Assignment ▸ Scan the records for "crawler". Report each line that includes it.

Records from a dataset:
BEGIN

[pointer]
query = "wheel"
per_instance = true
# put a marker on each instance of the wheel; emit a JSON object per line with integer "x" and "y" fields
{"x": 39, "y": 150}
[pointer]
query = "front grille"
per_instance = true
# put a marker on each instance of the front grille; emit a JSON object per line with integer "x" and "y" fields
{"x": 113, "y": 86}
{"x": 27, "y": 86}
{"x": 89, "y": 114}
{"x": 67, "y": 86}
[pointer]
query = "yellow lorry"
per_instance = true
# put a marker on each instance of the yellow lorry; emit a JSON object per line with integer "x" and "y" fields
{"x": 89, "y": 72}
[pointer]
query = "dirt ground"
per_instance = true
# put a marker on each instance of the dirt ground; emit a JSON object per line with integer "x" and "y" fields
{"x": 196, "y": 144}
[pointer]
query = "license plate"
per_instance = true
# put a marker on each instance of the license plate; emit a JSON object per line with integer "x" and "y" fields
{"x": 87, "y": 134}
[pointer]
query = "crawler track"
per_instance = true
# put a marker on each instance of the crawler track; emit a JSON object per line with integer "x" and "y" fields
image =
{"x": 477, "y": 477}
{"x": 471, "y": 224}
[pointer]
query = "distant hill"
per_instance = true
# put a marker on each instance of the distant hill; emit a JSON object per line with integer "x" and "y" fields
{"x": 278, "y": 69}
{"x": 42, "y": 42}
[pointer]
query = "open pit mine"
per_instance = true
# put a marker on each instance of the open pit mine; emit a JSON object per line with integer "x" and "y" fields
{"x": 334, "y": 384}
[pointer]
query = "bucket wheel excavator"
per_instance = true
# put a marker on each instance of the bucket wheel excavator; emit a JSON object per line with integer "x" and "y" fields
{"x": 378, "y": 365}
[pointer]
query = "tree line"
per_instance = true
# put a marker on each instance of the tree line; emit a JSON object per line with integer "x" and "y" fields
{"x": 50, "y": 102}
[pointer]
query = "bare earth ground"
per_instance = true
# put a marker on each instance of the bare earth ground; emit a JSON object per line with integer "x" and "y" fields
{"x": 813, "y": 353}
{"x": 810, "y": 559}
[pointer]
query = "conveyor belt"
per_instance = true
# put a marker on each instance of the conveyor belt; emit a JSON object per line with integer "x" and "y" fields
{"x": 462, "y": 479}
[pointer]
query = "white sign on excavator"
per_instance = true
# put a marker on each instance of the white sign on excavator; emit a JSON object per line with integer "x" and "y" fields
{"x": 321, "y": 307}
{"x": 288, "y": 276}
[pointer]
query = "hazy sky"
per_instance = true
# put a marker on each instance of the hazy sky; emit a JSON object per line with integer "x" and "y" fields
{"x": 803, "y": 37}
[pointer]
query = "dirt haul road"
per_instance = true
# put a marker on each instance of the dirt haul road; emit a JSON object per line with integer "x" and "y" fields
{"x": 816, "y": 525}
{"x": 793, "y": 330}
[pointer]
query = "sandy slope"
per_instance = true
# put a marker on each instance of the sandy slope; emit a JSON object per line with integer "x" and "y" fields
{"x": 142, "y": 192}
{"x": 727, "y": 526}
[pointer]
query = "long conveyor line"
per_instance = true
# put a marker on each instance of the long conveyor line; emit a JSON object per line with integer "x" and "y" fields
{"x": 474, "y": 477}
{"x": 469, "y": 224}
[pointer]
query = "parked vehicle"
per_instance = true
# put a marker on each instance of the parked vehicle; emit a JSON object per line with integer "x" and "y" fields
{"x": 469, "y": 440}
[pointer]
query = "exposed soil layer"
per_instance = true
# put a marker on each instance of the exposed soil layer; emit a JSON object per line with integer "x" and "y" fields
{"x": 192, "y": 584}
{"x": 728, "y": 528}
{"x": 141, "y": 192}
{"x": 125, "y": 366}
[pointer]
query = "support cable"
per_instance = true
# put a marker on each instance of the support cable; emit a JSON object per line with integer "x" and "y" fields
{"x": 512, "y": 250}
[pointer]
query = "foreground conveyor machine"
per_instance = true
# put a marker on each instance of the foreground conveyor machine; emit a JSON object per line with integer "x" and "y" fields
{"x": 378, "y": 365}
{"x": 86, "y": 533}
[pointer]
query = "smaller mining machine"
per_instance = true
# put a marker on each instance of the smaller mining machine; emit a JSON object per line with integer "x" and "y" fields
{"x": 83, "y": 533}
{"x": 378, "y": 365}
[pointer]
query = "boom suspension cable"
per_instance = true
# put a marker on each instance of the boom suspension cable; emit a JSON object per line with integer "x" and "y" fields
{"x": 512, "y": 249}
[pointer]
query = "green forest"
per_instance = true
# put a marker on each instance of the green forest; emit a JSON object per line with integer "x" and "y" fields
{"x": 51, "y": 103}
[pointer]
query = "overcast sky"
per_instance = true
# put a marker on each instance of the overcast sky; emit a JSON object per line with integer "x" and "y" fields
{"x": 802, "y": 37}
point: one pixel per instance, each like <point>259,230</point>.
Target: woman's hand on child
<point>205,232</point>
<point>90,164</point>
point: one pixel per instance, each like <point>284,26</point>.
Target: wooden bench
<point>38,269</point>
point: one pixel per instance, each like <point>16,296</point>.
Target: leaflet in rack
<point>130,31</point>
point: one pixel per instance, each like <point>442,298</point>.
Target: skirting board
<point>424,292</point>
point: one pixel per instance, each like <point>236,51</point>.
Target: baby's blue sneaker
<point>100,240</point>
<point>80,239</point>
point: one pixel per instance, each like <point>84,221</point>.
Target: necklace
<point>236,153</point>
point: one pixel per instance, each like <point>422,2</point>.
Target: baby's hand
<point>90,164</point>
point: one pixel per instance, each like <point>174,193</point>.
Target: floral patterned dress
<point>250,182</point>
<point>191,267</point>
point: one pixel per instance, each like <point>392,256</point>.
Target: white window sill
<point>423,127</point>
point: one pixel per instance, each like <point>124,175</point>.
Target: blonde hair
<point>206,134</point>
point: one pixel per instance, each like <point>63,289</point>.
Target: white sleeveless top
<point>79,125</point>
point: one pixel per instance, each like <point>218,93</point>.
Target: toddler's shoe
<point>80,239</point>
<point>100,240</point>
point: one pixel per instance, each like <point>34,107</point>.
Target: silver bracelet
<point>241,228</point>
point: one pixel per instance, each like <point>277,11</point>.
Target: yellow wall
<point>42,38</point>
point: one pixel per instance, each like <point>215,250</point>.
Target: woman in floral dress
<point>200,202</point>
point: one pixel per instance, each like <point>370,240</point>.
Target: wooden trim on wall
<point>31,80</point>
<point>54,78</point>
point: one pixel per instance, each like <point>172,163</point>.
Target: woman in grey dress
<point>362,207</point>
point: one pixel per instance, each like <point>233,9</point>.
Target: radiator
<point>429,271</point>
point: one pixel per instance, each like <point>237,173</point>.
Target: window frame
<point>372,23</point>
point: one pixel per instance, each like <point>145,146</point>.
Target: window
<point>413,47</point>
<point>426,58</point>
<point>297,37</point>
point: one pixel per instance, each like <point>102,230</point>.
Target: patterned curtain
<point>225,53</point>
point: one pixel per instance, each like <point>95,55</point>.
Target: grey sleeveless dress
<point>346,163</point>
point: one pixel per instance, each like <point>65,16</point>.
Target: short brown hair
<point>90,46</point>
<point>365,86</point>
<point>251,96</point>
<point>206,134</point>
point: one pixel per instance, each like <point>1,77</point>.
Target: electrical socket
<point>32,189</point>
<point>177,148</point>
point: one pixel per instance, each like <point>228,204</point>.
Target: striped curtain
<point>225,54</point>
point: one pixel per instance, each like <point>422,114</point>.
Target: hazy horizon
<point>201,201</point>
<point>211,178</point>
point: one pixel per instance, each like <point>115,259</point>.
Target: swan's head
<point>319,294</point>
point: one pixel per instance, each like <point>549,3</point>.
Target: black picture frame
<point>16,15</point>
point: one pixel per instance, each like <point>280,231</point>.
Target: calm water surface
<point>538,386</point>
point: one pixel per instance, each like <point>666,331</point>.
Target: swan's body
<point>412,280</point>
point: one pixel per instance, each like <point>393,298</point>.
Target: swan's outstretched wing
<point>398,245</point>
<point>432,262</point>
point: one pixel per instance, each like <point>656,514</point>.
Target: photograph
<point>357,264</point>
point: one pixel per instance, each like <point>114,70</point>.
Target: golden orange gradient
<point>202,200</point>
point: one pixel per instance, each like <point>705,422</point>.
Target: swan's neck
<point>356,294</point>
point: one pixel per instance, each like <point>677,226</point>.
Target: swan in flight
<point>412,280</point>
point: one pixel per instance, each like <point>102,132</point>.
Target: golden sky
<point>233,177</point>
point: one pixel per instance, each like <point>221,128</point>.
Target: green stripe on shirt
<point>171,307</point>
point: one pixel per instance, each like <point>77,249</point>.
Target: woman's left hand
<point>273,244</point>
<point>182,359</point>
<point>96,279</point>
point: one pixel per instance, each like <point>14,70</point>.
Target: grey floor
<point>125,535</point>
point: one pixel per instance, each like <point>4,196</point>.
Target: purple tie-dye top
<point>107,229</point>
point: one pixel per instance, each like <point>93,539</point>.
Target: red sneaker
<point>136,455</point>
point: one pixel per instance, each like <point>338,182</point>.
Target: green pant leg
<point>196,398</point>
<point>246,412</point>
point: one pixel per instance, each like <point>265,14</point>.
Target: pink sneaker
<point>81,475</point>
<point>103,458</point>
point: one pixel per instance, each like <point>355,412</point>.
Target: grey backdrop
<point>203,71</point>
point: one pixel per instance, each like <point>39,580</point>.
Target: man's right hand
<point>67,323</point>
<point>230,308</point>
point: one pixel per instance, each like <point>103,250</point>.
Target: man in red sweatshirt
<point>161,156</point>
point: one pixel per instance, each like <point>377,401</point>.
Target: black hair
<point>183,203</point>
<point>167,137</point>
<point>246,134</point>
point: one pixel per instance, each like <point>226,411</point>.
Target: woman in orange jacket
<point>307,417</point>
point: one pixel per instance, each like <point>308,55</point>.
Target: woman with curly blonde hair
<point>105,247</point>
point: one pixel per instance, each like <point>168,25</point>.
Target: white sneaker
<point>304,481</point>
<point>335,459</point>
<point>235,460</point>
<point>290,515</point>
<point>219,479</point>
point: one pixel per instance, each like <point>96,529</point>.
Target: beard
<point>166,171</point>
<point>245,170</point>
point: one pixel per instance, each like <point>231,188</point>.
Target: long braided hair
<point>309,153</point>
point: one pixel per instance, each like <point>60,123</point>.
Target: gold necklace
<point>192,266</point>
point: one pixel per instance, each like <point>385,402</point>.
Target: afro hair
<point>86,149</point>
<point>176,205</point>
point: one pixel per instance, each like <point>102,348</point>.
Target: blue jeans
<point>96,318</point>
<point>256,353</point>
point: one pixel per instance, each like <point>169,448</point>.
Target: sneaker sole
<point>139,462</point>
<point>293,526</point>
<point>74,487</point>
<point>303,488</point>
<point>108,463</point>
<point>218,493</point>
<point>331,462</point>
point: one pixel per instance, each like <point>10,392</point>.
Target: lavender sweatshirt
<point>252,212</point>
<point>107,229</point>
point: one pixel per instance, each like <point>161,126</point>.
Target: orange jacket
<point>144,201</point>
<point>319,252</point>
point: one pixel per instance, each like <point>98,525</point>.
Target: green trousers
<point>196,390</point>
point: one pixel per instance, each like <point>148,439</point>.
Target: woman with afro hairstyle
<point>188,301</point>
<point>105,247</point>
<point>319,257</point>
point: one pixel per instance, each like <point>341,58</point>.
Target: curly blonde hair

END

Task result ▸
query = "crawler track"
# put a marker on each instance of the crawler track; emit a JSON object per line with integer "x" and "y" fields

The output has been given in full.